DOCUMENT SEGMENT
>> BEGIN

Live at the Fillmore is a live double album by Derek and the Dominos, recorded in two performances in October 1970 at the Fillmore East and released on 22 February 1994. It includes live material previously released on the In Concert album, live material previously released on Eric Clapton's Crossroads box set, and several previously unreleased numbers.

The set-list contains eight Derek and the Dominos songs (six from the album Layla and Other Assorted Love Songs, plus "Roll It Over" and "Got to Get Better in a Little While"), three tunes from Clapton's first solo album (on which the other three band members had played), and one song from two bands to which Clapton had previously belonged ("Presence of The Lord" from Blind Faith; and a different arrangement of Robert Johnson's song, "Crossroads" that Clapton had previously covered with Cream).

>> END

TASK 1
Duplicate the album description from "Live at the" through "previously unreleased numbers.", inclusive.
TASK 2
According to the album description, on what date was Live at the Fillmore released?

PROVIDED MATERIAL
>> BEGIN

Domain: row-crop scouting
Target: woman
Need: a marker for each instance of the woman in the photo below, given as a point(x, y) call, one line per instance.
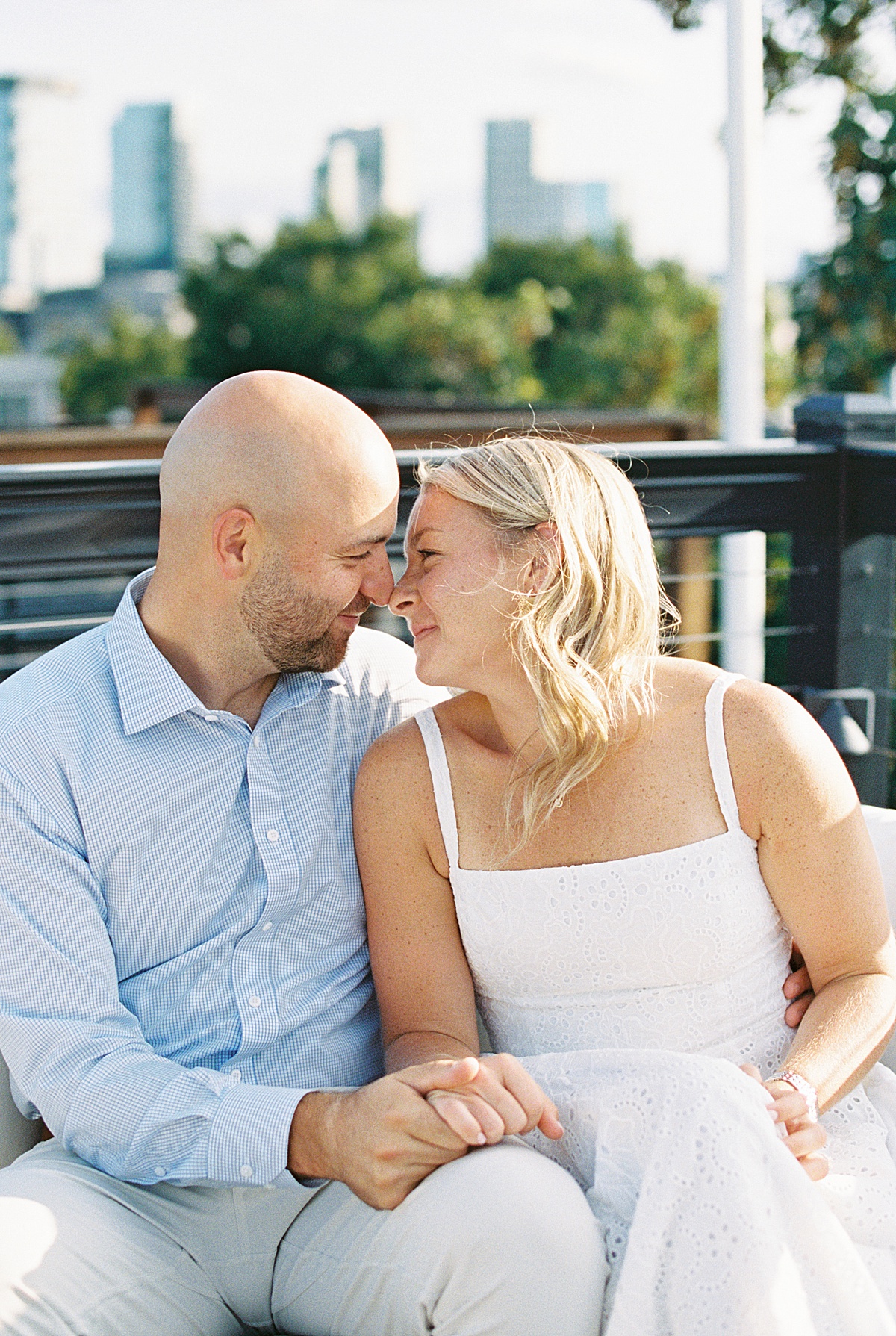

>> END

CORRECT RESULT 1
Live at the Fillmore is a live double album by Derek and the Dominos, recorded in two performances in October 1970 at the Fillmore East and released on 22 February 1994. It includes live material previously released on the In Concert album, live material previously released on Eric Clapton's Crossroads box set, and several previously unreleased numbers.

CORRECT RESULT 2
22 February 1994